=== Task ===
Arrange every line of the material below as a Markdown table with the columns Row and Line, numbering the rows and skipping blank lines. Leave the pictures out of the table.

++++ Provided material ++++

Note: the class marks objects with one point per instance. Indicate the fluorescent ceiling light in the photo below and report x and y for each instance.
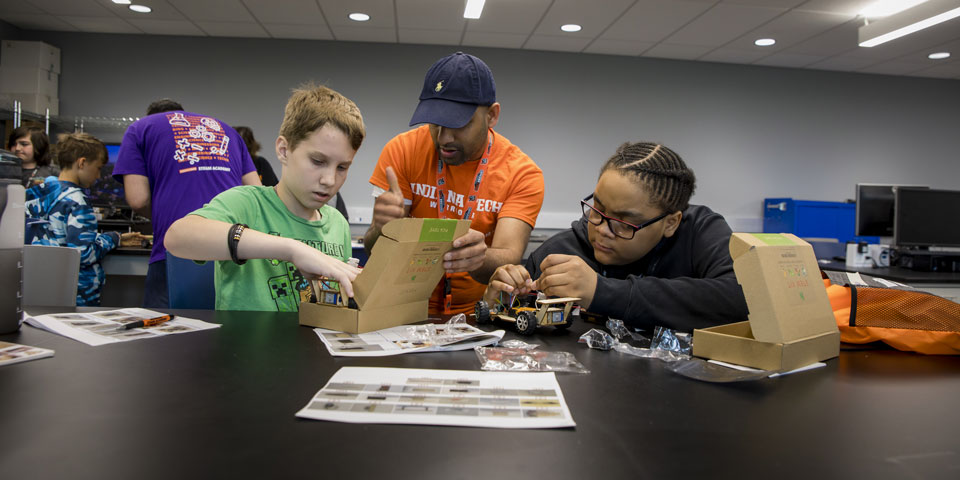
(474, 8)
(885, 8)
(917, 18)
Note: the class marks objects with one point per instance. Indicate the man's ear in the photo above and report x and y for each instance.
(493, 115)
(673, 223)
(282, 149)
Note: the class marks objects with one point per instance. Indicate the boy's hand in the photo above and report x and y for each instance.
(468, 253)
(567, 276)
(314, 264)
(388, 205)
(512, 279)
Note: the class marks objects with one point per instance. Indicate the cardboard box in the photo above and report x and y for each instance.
(790, 322)
(394, 287)
(31, 102)
(29, 80)
(16, 53)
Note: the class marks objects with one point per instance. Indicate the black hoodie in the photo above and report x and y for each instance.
(685, 282)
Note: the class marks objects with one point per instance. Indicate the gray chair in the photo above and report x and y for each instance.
(50, 276)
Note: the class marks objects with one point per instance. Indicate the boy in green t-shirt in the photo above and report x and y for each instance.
(288, 232)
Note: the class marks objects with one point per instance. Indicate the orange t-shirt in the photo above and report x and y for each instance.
(511, 187)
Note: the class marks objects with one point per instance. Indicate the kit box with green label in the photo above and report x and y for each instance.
(791, 324)
(395, 285)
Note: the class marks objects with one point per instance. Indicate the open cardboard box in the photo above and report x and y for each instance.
(791, 324)
(395, 285)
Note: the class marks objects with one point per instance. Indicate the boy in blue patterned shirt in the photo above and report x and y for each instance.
(58, 214)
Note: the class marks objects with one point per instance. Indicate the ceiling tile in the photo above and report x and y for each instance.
(556, 43)
(38, 22)
(509, 16)
(380, 11)
(781, 59)
(307, 32)
(429, 37)
(654, 20)
(222, 11)
(425, 15)
(722, 24)
(109, 24)
(76, 8)
(233, 29)
(496, 40)
(594, 17)
(166, 27)
(289, 12)
(618, 47)
(350, 33)
(681, 52)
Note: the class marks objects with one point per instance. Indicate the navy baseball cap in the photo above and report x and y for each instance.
(452, 90)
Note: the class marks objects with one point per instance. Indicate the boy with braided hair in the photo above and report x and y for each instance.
(641, 252)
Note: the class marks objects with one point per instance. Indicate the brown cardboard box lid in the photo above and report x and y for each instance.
(407, 261)
(782, 285)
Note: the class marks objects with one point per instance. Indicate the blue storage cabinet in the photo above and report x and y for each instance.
(810, 219)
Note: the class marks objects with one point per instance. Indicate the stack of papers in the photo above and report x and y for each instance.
(101, 328)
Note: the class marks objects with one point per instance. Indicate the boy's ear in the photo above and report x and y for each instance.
(282, 149)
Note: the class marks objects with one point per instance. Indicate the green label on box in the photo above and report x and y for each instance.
(438, 230)
(774, 239)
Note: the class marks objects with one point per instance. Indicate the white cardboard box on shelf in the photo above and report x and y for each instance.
(29, 80)
(16, 53)
(32, 102)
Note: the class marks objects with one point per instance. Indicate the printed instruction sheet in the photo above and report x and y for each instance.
(407, 339)
(441, 397)
(101, 328)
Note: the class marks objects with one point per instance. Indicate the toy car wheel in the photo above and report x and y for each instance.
(482, 311)
(526, 323)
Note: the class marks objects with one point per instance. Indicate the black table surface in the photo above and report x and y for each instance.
(221, 403)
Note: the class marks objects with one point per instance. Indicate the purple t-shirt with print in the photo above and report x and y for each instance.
(189, 158)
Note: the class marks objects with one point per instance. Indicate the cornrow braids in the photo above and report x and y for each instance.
(665, 175)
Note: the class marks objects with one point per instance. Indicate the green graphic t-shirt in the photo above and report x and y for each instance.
(270, 285)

++++

=== Exercise solution ===
| Row | Line |
|---|---|
| 1 | Note: the class marks objects with one point per instance. Indicate the fluorescent ceiling light in the photo below and report x and y for each instance. |
| 2 | (474, 8) |
| 3 | (885, 8) |
| 4 | (917, 18) |
| 5 | Note: the class marks objects with one point per instance. Indicate the man's ear in the photo above and report x and y for each instance. |
| 6 | (493, 115) |
| 7 | (673, 223) |
| 8 | (282, 149) |
| 9 | Note: the class marks objects with one point per instance. Indicate the boy's hand in the photo above and report x and y for each instance. |
| 10 | (468, 253) |
| 11 | (567, 276) |
| 12 | (314, 264) |
| 13 | (388, 205) |
| 14 | (512, 279) |
| 15 | Note: the class marks objects with one point per instance. Indicate the cardboard box in the photo above and report x and y for each instance. |
| 16 | (790, 322) |
| 17 | (394, 287) |
| 18 | (31, 102) |
| 19 | (29, 80) |
| 20 | (16, 53) |
| 21 | Note: the class marks objects with one point per instance. Indicate the black hoodie in the photo above and report x and y for each instance. |
| 22 | (685, 282) |
| 23 | Note: the class marks objects with one point per instance. Indicate the gray chair in the photo above and report x and y for each instance. |
| 24 | (50, 276) |
| 25 | Note: the class marks objects with one point per instance. Indicate the boy in green t-shirt in the photo above and report x and y for each instance. |
| 26 | (288, 232) |
| 27 | Note: the class marks objects with one point per instance. Indicate the orange t-shirt in the photo above and report x and y for each instance. |
| 28 | (511, 187) |
| 29 | Note: the class marks objects with one point per instance. Indicate the kit box with green label in the photo above and report x and y for each instance. |
| 30 | (791, 324) |
| 31 | (395, 285) |
| 32 | Note: the class marks objects with one point per instance. Indicate the open cardboard box in the photo above and report x and y for each instance. |
| 33 | (791, 324) |
| 34 | (395, 285) |
| 35 | Note: the class marks objects with one point per instance. Indicate the boy in blue patterned shirt in the photo above and report x and y for each instance. |
| 36 | (58, 214) |
| 37 | Note: the class marks objects with one point per instance. Indicate the ceiling tile in the photo above and report x and y for each instance. |
| 38 | (556, 43) |
| 39 | (38, 22) |
| 40 | (509, 16) |
| 41 | (380, 11) |
| 42 | (781, 59) |
| 43 | (307, 32) |
| 44 | (429, 37) |
| 45 | (654, 20) |
| 46 | (222, 11) |
| 47 | (425, 15) |
| 48 | (722, 24) |
| 49 | (109, 24) |
| 50 | (76, 8) |
| 51 | (233, 29) |
| 52 | (496, 40) |
| 53 | (594, 17) |
| 54 | (166, 27) |
| 55 | (289, 12) |
| 56 | (618, 47) |
| 57 | (350, 33) |
| 58 | (681, 52) |
| 59 | Note: the class marks objects with one point per instance. Indicate the navy baseball cap in the photo above and report x and y for each instance. |
| 60 | (452, 90) |
| 61 | Note: the class marks objects with one point per instance. Indicate the boy with braided hair in the photo above and report x and y for each instance. |
| 62 | (641, 252) |
| 63 | Note: the class marks objects with one point per instance. Indicate the brown cardboard box lid in the photo above and report x and y for each instance. |
| 64 | (407, 261) |
| 65 | (782, 285) |
| 66 | Note: the class marks objects with one point per instance. Indicate the blue storage cabinet in the photo above and report x and y for each instance. |
| 67 | (810, 219) |
| 68 | Note: the class marks objects with one point per instance. Indicate the stack of papers in the photo above and report x and y for each instance. |
| 69 | (101, 328) |
| 70 | Note: the class marks objects with one point per instance. Indicate the boy's ear in the photo above and report x and y for each instance. |
| 71 | (282, 149) |
| 72 | Note: the class marks objects with one point per instance. Indicate the green label on box in the photo above and report x and y for each instance. |
| 73 | (438, 230) |
| 74 | (774, 239) |
| 75 | Note: the class marks objects with one point per instance. Indicate the white cardboard box on shelf in the photo above and report x and y for each instance. |
| 76 | (29, 80) |
| 77 | (16, 53) |
| 78 | (32, 102) |
| 79 | Note: the class marks objects with one point per instance. Indicate the printed instruction sheet in the photo above and report x and y for each instance. |
| 80 | (407, 339) |
| 81 | (441, 397) |
| 82 | (101, 328) |
| 83 | Note: the class marks objects with one point per instance. Indicate the toy car wheel in the photo above and report x and y for each instance. |
| 84 | (482, 311) |
| 85 | (526, 323) |
| 86 | Note: the class marks objects with one point per instance. Indicate the black table surface in the photo above and report x and y for each instance. |
| 87 | (221, 403) |
| 88 | Note: the class marks objects with one point per instance. Indicate the purple t-shirt with print in the photo above and report x and y for each instance. |
| 89 | (189, 158) |
| 90 | Note: the class marks objects with one point per instance. Indicate the cornrow braids in the photo above and report x and y for each instance. |
| 91 | (665, 175) |
| 92 | Note: the class marks objects with one point per instance. Indicate the green graphic t-shirt in the photo above and report x and y for each instance. |
| 93 | (270, 285) |